To list but one example, natural gas. Quite often we hear that "there's enough for over 100 years". That's not true - it's about 60 years - and then you need to factor in a doubling of consumption as a partial replacement for oil. And then of course "normal" demand growth. So much for gas being abundant. A child born today is likely to be just completing university or TAFE studies when worldwide production of gas peaks.
As for oil, suffice to say that discovery has been trending lower for the past 43 years and this has been a well established fact for about 30 years. No amount of scientific, political, military or economic effort has even halted the trend of decline, let alone actually reversing it. Drilling to find trivial oil fields in response to rising prices doesn't fix the problem even though it may be profitable for the company concerned. Meanwhile, we have an outright explosion in the global population of gas guzzlers.
Judge for yourself how it will end but oil and gas are clearly not being used at a rate which is sustainable for even one human lifetime. This clearly can't go on too much longer and it won't be pleasant when the growth stops and then turns to decline.
IMO worldwide demand for uranium and high grade coal will soar when the trouble hits so they too will be expensive. Hence my frequently expressed view that Australia ought to rely as much as possible on hydro, geothermal, other renewables and brown coal. They are not subject to conflict, pricing cartels, nuclear hazards or massive price increases and are quite reliable with proper design and operation.
nizar
23rd-April-2006, 11:03 PM
that's gotta translate to at least 3.50 a litre for petrol- would love to see the look on the face of someone filling up their 4wd at that price!
You'd think if you had to pawn your crap to put fuel in the car, then maybe it's time to by a smaller car. Or a bike. Or some skates. Or a bloody horse.
Trust me if price of oil gets to >usd100, then petrol would be the least of our worries
Inflation would mean costs spiral out of control for everything, so demand would be surpressed as a result - then ultimate chaos, companies lose profitability, global equity markets collapse, unemployment shoots up, etc etc...
Lets hope it doesnt come to that
clowboy
23rd-April-2006, 11:43 PM
Nizar,
All that from a mere $25 a barrel increase?

### Dataset extract
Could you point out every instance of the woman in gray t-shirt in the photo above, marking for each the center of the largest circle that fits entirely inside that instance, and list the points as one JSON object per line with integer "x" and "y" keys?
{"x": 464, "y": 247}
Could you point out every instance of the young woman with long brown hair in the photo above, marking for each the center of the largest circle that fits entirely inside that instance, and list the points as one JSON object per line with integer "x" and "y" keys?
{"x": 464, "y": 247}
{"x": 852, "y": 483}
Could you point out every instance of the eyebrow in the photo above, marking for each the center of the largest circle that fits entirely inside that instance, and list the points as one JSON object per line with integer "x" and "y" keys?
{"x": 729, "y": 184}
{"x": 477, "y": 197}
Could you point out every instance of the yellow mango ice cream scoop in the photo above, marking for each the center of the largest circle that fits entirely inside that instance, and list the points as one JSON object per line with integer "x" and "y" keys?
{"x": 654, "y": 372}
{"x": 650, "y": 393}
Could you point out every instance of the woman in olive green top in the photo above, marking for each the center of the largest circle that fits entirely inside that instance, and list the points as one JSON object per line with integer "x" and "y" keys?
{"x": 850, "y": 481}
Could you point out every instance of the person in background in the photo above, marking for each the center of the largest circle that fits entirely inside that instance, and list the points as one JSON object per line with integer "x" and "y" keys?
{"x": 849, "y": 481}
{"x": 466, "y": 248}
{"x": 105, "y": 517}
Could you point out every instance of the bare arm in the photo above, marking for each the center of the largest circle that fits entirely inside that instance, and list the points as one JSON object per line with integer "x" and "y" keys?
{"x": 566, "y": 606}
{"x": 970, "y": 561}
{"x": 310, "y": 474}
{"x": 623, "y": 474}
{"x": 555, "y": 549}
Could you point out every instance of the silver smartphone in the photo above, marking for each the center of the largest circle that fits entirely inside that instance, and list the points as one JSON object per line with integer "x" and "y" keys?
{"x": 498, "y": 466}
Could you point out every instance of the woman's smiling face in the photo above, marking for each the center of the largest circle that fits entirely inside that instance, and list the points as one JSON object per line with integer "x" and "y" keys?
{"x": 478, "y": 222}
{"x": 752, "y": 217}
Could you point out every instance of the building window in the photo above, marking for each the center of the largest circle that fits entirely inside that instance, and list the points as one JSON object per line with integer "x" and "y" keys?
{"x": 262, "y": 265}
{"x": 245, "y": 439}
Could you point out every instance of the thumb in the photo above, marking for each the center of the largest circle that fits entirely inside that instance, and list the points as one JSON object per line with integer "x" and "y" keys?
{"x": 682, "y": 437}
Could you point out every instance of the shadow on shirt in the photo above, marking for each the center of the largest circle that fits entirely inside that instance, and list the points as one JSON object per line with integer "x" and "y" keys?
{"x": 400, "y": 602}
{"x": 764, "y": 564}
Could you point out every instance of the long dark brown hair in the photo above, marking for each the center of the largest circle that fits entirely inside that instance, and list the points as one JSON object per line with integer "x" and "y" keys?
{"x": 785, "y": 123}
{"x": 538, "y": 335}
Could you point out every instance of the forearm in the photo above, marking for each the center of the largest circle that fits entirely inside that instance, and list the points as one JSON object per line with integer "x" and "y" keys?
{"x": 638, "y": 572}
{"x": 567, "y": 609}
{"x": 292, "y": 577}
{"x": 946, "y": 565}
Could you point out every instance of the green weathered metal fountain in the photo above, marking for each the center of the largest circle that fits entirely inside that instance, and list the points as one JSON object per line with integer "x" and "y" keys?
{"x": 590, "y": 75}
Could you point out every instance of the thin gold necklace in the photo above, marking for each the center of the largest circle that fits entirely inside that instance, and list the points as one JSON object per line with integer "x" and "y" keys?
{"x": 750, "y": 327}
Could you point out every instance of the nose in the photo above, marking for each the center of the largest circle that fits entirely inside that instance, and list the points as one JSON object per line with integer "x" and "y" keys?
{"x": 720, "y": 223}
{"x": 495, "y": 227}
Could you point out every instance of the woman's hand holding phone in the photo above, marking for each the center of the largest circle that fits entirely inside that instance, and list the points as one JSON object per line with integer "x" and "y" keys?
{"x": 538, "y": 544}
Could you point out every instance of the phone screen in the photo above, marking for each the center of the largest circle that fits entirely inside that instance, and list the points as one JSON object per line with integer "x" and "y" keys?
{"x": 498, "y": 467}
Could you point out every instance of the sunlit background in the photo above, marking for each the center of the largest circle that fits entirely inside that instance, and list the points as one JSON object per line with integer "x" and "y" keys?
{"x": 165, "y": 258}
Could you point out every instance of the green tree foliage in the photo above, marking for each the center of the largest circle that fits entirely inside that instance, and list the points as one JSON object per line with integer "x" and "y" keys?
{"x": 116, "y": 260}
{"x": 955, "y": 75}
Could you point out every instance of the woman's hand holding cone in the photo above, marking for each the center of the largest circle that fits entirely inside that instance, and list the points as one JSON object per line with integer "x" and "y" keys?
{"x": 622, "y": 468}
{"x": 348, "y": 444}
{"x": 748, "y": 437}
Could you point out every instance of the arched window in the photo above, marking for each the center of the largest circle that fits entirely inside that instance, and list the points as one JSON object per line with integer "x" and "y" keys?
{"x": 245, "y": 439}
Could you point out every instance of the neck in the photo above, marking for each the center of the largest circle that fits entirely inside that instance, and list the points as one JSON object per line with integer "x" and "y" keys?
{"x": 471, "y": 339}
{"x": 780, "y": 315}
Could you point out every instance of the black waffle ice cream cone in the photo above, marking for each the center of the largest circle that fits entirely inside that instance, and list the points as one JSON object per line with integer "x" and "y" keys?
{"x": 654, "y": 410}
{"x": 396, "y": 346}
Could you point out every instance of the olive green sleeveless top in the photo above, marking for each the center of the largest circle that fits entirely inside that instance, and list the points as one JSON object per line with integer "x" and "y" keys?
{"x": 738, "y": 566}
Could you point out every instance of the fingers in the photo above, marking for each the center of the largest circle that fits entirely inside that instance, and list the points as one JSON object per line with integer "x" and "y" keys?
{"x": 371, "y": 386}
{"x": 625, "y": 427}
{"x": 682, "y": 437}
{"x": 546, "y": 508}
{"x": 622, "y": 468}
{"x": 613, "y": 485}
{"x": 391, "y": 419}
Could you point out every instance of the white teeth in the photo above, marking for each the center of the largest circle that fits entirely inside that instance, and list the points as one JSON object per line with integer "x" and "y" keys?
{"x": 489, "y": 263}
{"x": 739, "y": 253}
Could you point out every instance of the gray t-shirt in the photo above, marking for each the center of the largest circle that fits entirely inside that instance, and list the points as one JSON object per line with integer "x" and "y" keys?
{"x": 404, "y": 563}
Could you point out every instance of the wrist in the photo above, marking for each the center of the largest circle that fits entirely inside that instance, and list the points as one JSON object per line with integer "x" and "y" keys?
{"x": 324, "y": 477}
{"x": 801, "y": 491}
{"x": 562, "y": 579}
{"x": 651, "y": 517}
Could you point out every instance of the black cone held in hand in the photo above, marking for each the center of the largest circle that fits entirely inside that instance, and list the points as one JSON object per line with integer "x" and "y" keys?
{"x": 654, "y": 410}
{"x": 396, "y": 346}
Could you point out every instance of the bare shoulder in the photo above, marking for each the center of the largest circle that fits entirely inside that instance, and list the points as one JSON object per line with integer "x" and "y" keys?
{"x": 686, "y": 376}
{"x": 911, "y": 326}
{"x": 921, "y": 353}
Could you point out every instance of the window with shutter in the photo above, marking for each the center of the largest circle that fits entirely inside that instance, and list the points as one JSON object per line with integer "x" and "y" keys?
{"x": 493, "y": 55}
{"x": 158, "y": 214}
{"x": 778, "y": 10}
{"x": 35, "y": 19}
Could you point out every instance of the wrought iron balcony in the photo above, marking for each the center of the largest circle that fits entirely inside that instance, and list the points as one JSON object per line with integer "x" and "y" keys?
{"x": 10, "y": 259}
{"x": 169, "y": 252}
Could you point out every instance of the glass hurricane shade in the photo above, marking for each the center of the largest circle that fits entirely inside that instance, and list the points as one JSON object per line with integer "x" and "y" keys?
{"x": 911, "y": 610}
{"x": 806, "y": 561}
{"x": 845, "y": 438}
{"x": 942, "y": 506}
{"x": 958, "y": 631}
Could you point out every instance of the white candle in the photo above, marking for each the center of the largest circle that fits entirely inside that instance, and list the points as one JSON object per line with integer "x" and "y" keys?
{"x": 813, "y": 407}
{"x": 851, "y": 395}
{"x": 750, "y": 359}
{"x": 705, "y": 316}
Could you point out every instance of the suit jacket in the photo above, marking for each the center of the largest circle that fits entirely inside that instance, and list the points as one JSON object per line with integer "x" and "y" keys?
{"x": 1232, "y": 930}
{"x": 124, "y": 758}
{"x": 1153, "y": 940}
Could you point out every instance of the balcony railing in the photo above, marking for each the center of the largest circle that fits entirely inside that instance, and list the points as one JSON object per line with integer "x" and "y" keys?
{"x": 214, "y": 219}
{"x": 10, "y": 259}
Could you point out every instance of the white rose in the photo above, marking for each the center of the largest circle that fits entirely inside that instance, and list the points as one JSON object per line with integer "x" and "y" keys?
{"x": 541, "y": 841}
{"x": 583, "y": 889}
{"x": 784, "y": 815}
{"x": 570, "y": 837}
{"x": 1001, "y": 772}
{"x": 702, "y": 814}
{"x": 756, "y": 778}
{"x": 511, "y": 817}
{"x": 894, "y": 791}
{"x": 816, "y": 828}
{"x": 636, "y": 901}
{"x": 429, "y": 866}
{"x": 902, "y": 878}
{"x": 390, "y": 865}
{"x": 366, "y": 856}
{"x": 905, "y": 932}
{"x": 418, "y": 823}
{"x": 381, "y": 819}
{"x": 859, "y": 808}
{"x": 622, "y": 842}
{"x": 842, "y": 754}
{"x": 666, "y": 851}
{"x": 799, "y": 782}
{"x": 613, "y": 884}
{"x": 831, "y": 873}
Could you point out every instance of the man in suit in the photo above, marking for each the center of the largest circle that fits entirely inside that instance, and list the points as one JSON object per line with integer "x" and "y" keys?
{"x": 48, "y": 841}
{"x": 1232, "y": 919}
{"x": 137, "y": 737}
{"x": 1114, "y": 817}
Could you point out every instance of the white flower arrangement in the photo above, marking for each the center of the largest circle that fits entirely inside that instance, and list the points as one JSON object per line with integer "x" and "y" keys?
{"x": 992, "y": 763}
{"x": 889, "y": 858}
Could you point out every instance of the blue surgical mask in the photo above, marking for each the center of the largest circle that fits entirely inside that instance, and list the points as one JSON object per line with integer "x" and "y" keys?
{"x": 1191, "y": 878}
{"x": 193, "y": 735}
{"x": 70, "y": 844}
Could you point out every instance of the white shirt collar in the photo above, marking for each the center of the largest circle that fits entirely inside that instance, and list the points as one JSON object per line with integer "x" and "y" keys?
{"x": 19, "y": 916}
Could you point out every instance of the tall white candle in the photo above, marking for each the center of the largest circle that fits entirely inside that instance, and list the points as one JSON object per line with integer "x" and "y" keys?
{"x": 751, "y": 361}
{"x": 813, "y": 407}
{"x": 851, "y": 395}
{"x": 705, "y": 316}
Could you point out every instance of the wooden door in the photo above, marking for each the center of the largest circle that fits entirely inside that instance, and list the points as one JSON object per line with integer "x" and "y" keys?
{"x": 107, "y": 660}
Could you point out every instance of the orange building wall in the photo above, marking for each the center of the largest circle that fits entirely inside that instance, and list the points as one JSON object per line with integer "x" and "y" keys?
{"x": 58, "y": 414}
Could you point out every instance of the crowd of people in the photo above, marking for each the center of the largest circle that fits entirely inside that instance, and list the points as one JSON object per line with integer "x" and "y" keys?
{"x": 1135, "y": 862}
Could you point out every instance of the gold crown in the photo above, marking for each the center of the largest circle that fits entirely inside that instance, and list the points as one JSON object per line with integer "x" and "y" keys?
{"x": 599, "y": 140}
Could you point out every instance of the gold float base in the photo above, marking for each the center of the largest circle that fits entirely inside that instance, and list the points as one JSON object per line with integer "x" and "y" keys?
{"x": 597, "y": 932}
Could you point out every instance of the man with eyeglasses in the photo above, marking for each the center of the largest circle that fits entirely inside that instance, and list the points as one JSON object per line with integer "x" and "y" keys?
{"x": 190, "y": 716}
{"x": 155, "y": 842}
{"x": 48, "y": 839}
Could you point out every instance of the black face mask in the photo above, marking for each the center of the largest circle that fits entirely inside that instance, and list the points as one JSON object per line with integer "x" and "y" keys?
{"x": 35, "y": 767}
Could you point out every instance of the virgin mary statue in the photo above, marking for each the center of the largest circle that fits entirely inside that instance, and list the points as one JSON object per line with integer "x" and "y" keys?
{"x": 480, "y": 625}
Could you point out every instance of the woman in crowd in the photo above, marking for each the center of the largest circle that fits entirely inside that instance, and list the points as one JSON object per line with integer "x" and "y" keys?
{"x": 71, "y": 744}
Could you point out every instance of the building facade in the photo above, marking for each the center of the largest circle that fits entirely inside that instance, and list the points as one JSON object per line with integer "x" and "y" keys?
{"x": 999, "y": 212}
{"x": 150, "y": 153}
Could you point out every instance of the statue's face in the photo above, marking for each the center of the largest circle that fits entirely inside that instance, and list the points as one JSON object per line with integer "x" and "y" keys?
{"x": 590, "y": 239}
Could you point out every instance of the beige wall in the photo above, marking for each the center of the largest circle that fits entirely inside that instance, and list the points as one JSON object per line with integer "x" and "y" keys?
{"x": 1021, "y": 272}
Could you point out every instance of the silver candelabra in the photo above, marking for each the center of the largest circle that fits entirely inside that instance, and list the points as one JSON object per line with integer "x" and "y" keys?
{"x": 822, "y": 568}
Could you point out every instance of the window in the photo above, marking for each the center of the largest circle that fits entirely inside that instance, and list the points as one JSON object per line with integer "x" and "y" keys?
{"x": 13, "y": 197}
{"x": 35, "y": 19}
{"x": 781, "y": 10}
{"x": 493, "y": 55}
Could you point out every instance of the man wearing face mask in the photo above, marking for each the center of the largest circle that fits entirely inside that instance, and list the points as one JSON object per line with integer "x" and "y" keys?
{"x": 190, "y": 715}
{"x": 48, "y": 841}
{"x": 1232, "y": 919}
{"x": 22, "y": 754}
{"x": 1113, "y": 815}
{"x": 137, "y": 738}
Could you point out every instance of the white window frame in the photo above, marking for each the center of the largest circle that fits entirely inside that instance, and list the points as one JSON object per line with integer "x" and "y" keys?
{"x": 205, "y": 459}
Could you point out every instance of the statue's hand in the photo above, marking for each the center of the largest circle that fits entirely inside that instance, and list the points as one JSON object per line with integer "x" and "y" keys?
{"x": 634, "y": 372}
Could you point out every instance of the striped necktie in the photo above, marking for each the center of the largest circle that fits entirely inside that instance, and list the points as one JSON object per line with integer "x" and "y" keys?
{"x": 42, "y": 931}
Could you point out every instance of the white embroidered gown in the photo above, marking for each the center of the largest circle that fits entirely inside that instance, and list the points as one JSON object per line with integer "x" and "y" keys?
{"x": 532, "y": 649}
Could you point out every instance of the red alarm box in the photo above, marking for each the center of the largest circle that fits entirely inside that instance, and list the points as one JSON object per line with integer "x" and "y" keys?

### Task description
In the forum discussion about oil and gas supplies, roughly how many years of natural gas are said to remain, instead of the claimed "over 100 years"?

### Answer below
About 60 years.